── AUSZUG

# Netzwerkbrücke unter Windows 2003



## Sinac (23. März 2004)

Hi @all!
Folgendes Problem:
Windows 2003 Server mit 2x 1000 MBit Netzwerkkarte.
An jeder Karte hängt ein 1000 MBit Switch mit 6 bzw. 8 Clients.
Netzwerkarte 1 hat die IP 192.168.100.1
Netzwerkarte 2 hat die IP 192.168.100.2
Netzwerkbrücke hat die IP 192.168.100.3

DHCP läuft.
Die Clients von Switch 2 können sich ohne Probleme anmelden und arbeiten.
Clients von Switch 1 finden den Domaincoltroller nicht.... seit heute! Freitag, Samstag und gestern lief alles ohne Probleme.

Wenn Die Brücke weg ist und die 1. Netzwerkarte im 10er IP-Bereich ist geht es auch (Clients bekommen statische IP). 

Kennt sich da jemand mit aus?
Kann ich überhaupt zwei Karten in unterschiedlichen Bereichen überbrücken? Wenn ja, wie regel ich das mit dem DHCP und vorallem mit dem Standard Gateway, das im 100er Bereich liegt.

Hoffe jemandem fällt schnell etwas ein, in 1,5 Std. muss ich wieder zum Kunden und der will ne Lösung 

Greetz...
Sinac


----------

────

=== AUFGABEN ===
- A) Welche IP-Adresse hat die Netzwerkbrücke laut dem Beitrag zur Netzwerkbrücke unter Windows 2003?
- B) Zitiere aus dem Beitrag zur Netzwerkbrücke unter Windows 2003 die Stelle von „Netzwerkarte 1 hat“ bis „anmelden und arbeiten.“.

── AUFGEFÜHRTE DATEN

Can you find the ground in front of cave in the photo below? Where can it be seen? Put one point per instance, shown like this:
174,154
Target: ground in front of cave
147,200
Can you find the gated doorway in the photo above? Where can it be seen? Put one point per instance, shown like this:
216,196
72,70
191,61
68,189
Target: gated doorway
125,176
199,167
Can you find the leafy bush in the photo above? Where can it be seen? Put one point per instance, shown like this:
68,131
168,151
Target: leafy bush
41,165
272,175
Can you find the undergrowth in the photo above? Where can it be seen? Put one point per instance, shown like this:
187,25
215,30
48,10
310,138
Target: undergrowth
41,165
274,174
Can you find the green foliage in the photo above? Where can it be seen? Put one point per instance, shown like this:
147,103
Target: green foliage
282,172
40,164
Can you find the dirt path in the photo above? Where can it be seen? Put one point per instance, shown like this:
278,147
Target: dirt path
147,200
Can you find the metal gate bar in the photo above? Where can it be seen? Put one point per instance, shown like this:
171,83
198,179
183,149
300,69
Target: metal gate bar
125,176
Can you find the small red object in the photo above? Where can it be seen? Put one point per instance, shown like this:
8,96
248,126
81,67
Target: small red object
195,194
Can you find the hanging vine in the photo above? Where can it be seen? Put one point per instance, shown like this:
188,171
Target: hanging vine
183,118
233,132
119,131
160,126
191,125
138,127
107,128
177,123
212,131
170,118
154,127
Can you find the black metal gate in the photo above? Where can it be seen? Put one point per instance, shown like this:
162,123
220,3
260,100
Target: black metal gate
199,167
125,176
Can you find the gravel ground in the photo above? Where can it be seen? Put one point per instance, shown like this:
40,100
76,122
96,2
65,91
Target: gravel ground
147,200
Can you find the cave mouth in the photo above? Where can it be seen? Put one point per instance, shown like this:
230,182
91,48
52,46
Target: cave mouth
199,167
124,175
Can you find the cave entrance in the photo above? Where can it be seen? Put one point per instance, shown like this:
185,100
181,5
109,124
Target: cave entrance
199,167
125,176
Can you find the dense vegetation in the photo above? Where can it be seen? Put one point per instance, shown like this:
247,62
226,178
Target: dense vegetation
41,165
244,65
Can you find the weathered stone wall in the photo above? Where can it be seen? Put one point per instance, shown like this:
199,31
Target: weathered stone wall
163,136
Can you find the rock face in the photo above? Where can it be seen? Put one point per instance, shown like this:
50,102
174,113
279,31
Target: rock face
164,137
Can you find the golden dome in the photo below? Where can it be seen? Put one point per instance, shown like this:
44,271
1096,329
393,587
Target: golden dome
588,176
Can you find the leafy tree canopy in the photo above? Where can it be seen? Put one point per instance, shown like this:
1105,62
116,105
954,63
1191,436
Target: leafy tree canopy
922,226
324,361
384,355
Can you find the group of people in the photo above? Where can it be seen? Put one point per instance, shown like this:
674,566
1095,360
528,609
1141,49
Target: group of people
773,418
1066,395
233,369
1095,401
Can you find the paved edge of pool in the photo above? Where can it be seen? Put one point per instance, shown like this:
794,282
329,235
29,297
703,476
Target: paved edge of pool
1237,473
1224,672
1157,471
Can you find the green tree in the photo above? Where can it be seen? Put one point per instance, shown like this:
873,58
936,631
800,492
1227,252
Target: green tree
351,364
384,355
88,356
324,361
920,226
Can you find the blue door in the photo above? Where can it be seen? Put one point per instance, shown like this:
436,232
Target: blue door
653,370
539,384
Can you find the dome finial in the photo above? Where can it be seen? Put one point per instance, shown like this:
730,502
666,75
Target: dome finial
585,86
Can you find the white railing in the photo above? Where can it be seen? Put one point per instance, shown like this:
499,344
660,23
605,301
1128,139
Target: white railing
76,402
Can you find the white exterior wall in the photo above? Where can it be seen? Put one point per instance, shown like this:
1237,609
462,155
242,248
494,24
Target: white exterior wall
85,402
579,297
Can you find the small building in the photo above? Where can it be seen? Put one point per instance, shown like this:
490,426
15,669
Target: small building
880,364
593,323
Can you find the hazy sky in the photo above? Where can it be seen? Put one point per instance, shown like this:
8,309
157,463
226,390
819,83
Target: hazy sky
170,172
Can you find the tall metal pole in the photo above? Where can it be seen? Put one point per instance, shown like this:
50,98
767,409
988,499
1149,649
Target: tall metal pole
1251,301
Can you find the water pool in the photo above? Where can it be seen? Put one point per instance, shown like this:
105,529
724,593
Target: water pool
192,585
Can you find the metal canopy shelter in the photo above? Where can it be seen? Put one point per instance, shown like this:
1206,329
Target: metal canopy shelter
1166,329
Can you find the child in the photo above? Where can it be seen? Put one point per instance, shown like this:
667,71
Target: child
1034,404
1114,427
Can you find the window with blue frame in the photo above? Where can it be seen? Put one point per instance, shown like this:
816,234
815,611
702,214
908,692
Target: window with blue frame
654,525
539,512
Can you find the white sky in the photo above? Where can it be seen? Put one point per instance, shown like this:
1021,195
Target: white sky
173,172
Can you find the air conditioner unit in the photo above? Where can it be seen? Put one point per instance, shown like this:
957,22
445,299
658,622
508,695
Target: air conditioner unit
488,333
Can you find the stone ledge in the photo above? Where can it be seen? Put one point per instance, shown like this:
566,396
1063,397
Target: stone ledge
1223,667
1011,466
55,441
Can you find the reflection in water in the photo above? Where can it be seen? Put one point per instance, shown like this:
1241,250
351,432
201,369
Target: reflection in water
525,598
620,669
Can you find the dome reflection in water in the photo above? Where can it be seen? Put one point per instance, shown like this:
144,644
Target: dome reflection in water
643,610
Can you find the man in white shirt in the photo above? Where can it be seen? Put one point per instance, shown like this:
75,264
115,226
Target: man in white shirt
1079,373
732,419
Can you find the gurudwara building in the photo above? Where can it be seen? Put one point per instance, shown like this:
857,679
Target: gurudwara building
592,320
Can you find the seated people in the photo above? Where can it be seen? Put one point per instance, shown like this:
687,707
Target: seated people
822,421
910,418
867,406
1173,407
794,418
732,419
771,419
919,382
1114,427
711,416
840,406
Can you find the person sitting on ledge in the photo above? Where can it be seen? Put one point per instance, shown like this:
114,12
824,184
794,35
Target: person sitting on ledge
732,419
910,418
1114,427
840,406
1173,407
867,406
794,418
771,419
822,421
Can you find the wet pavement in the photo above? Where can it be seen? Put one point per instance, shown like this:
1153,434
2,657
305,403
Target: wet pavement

────

=== LÖSUNGEN ===
- A) 192.168.100.3

- B)
Netzwerkarte 1 hat die IP 192.168.100.1
Netzwerkarte 2 hat die IP 192.168.100.2
Netzwerkbrücke hat die IP 192.168.100.3

DHCP läuft.
Die Clients von Switch 2 können sich ohne Probleme anmelden und arbeiten.